Extract every line of the material below that contains the string "snail", and copy each one in full. Matching is case-sensitive.

[Pointing dataset excerpts]
################
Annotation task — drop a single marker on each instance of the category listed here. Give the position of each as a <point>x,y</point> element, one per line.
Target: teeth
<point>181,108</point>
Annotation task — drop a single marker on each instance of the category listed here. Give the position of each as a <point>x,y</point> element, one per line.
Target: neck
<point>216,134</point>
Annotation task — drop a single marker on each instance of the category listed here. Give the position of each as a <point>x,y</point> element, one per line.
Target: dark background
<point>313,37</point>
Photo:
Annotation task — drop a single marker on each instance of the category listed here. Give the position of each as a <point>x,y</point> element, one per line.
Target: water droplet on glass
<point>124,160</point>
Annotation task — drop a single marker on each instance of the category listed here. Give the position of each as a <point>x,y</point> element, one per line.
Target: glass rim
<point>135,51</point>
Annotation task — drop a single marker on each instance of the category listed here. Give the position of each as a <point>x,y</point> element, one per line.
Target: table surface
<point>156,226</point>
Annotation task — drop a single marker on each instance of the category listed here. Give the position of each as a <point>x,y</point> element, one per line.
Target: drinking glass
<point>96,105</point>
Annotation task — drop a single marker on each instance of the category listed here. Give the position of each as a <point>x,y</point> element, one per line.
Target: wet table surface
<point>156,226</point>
################
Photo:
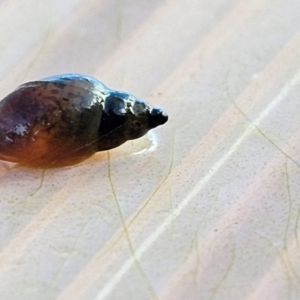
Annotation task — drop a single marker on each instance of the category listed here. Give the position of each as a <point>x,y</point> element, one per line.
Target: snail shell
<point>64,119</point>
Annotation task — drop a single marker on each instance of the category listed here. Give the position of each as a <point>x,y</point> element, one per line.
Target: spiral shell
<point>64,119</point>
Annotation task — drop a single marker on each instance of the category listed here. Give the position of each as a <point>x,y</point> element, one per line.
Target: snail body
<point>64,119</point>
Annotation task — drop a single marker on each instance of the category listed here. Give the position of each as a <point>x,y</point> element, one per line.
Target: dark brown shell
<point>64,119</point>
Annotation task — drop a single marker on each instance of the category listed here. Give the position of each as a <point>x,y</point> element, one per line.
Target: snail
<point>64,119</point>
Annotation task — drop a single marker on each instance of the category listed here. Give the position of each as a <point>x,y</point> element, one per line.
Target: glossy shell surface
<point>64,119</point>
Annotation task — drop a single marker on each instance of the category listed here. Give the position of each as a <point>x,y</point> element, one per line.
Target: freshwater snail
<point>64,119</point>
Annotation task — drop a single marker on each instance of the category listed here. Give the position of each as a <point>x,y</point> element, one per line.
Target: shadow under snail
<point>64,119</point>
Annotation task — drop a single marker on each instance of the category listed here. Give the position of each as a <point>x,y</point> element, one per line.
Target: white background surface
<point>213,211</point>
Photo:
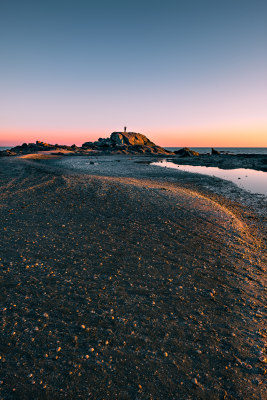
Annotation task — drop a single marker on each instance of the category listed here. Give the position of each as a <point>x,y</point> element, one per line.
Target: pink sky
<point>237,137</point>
################
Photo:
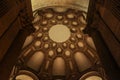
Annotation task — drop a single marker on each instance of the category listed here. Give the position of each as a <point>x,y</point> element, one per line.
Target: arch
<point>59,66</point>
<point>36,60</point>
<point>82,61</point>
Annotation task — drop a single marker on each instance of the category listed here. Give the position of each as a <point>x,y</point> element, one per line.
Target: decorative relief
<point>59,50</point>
################
## RESULT FOR THIS TASK
Target: snail shell
Target: snail body
Target: snail
Target: freshwater snail
Target: shadow under snail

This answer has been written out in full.